> **What is required**
Quote the passage of the column on Iowa caucus predictions from "And then … and" to "with that winner.".

--- Text section ---

And I’m not even talking about what it all means now, in the aftermath, when everybody’s slogging through New Hampshire.

I mean last week: We all went to bed Wednesday at 4 a.m. reasonably sure Mitt Romney had pulled it out. Not well, mind you — he got a slightly lower percentage and 6 fewer votes than in 2008. But in the end, there he was, sitting atop the Iowa anthill with his conquering and steady 25 percent.

So I did my calculations here at Citylife and figured out whose predictions last week had come the closest — maybe even closer than me! — to the actual vote tallies. After all, I’d promised the lucky prognosticator a bottle of genuine Iowa bourbon courtesy of Cedar Ridge Distillery. The second runner up had been promised a bottle of authentic Iowa fruit and grain Clearheart vodka. 

And then … and then … some Iowan with a mean streak in some tiny precinct in some tiny county somewhere decided there had been a mistake. Yeah, he said his precinct had a total of 2 Romney votes, not 22, the way the state was reporting.

So where does that leave us?

Well, I decided to follow Rick Santorum’s lead. After all, he’d be the beneficiary if those 20 extra votes were invalidated. But Santorum says it’s okay, he’s not going to contest it. He probably figures it’s not worth the hassle to get the 7 delegates Romney will harvest from this versus his own 6: net gain 1 delegate and lots of sour-winner publicity.

In other words, I’m sticking with Romney on this one. If the Iowa state certification process a week and a day from now says otherwise and crowns Santorum, I’ll pitch in for a bottle of Cedar Ridge rum out of my own pocket and go take some shots with that winner.

So how’d I do with my predictions? Well, but for Santorum’s surge, which propelled him into second, I had my order right.

But I thought the battle would be between Santorum and Ron Paul for second place — I had them within 3/10 of each other — not between Romney and Santorum for first. I thought the wild card was Paul (I don’t get his appeal, I confess), and that Santorum had reached an organizational ceiling. While I thought he had more potential support, given the nature of the caucuses, I didn’t think Santorum had the time to translate his last minute surge into actual votes.

Percentage wise, I gave too much credence to the possibility of miscellaneous — the stray votes for Buddy Roemer, Herman Cain, etc — which lowered all my totals. (As it turned out, Cain got 58 votes, Roemer 31, other candidates 117 and 135 people actually bothered to caucus and cast a no preference vote … )

But I still came pretty darn close: I called Romney for 23.5 percent and he got 25; I called Rick Perry at 11 and he got 10; I said Jon Huntsman would get 2 and he got 1.

I underestimated Paul by almost 3 points, overestimated Newt Gingrich by almost 2, and thought Michelle Bachman would get 3 more points than her campaign-ending 5.

How did Citylife readers do? In other words, who gets the booze?

Almost everybody topped their lists with Romney, but almost everyone, like me, thought Paul would come in second. Two readers did not: Alejandro Riera of Chicago and Alison Keating of Pittsburgh, P-A.

Both got the top tier right: Romney, Santorum and Paul. And both juggled Bachman in the bottom tier: Alejandro placed her above Perry, for fifth place, and Alison placed her dead last, correctly guessing her at 5 percent, but optimistically putting Huntsman above her at 7.

I’m calling it for Alejandro, though: on the percentages, he comes closest — in fact, he nailed Romney’s 25, and correctly guessed the contest would be between Romney and Santorum for first. He placed Santorum at 22 and Paul a distant 17.

Tomorrow’s Alejandro’s 22 year wedding anniversary (Happy Anniversary, Ale & Olga!), so it’s a timely win.

I’ll send Alison her vodka and a book or something.

And if Santorum somehow prevails, I’m looking at you, Robert Gold!

--- Items ---

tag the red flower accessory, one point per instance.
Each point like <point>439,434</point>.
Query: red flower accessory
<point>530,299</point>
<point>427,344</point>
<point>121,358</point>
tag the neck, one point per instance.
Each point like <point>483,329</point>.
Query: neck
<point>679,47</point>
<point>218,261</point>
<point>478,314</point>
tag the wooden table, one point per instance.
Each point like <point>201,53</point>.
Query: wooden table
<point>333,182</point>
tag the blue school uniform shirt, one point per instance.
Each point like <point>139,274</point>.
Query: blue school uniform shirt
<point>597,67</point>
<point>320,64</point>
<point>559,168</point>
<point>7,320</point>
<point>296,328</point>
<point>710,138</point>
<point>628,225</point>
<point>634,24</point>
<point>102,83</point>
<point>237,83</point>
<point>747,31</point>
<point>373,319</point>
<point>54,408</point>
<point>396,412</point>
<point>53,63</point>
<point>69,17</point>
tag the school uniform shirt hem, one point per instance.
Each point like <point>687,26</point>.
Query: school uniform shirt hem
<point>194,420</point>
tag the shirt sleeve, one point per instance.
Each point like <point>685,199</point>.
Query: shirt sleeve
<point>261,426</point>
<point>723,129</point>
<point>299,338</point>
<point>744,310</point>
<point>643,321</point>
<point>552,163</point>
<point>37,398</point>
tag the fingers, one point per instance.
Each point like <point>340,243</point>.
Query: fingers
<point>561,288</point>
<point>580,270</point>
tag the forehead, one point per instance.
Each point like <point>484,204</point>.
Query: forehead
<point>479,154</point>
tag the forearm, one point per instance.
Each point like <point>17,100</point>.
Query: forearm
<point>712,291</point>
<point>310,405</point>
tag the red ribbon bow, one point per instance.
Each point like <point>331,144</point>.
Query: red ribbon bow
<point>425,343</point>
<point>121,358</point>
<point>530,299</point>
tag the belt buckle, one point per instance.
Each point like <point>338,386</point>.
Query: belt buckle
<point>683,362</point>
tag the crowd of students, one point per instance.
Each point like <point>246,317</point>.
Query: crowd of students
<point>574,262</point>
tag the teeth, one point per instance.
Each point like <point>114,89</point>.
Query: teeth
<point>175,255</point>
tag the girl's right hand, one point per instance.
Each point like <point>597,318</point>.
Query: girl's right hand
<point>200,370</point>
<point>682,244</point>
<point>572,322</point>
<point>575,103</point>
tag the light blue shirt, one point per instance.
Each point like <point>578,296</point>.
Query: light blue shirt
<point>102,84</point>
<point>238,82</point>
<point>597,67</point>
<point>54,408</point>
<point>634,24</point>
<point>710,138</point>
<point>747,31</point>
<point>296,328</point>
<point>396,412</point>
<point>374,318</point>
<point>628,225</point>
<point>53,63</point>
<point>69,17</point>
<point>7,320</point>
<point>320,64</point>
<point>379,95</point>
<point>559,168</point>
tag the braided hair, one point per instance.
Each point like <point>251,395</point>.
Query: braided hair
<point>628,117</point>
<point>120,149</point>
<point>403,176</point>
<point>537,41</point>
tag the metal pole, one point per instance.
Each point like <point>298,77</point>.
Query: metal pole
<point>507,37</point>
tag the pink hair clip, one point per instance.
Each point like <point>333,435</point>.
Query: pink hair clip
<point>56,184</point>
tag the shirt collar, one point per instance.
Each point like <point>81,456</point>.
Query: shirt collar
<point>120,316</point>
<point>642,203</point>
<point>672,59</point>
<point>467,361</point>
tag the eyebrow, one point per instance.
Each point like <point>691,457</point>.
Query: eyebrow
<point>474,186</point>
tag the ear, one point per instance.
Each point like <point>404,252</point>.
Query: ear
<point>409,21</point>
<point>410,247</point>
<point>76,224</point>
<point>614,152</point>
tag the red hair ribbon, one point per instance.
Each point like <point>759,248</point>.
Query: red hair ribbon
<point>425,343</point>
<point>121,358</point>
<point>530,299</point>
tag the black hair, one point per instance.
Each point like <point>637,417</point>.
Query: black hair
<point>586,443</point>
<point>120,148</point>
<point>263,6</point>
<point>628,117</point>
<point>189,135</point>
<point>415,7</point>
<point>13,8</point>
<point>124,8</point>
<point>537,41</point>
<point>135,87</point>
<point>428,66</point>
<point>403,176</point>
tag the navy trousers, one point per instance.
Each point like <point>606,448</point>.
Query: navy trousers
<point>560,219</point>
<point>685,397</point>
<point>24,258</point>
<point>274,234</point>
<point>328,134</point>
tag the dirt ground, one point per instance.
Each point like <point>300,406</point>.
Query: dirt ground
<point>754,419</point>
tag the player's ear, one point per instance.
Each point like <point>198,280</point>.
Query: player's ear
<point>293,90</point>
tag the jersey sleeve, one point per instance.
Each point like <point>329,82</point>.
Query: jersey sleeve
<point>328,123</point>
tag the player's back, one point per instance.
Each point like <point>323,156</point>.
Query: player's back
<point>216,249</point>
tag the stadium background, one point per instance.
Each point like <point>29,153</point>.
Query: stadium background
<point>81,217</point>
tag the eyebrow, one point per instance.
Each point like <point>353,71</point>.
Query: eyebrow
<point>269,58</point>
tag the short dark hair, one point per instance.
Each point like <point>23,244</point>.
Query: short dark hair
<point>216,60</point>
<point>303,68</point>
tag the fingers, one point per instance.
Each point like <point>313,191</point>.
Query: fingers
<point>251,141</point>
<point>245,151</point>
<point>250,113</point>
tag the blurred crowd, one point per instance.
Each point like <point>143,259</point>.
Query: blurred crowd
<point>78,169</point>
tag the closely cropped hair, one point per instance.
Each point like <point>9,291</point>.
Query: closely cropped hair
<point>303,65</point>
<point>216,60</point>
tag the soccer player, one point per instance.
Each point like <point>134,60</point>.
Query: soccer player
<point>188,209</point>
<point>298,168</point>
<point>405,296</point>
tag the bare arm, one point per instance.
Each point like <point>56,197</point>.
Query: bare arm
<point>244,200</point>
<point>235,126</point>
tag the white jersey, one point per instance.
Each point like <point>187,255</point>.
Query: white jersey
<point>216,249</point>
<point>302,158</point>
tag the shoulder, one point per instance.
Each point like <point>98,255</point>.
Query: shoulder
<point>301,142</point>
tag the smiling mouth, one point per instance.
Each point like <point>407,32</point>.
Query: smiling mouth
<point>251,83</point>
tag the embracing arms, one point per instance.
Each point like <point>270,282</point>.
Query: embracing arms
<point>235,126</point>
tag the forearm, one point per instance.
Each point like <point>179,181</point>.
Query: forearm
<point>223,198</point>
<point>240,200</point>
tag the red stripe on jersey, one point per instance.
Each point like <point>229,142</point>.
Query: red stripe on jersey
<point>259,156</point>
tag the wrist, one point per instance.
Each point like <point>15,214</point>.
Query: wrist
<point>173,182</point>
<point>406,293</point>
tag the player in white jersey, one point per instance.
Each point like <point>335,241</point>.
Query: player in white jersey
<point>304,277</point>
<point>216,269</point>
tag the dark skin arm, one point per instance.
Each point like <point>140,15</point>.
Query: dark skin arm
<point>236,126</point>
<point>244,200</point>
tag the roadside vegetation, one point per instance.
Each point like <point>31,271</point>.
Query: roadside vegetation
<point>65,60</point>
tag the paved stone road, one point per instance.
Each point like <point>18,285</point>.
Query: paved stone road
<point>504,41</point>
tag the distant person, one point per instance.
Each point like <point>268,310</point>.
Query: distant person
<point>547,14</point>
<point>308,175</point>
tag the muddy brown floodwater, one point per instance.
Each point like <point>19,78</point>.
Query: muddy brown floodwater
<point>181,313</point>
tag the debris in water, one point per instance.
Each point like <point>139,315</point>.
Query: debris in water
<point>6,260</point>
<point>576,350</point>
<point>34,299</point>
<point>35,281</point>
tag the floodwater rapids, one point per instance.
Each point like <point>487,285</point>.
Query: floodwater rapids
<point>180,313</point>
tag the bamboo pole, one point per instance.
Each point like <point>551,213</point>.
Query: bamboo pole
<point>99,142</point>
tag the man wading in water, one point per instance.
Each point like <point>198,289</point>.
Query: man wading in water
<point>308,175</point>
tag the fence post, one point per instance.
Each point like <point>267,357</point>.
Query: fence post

---

> **The result**
And then … and then … some Iowan with a mean streak in some tiny precinct in some tiny county somewhere decided there had been a mistake. Yeah, he said his precinct had a total of 2 Romney votes, not 22, the way the state was reporting.

So where does that leave us?

Well, I decided to follow Rick Santorum’s lead. After all, he’d be the beneficiary if those 20 extra votes were invalidated. But Santorum says it’s okay, he’s not going to contest it. He probably figures it’s not worth the hassle to get the 7 delegates Romney will harvest from this versus his own 6: net gain 1 delegate and lots of sour-winner publicity.

In other words, I’m sticking with Romney on this one. If the Iowa state certification process a week and a day from now says otherwise and crowns Santorum, I’ll pitch in for a bottle of Cedar Ridge rum out of my own pocket and go take some shots with that winner.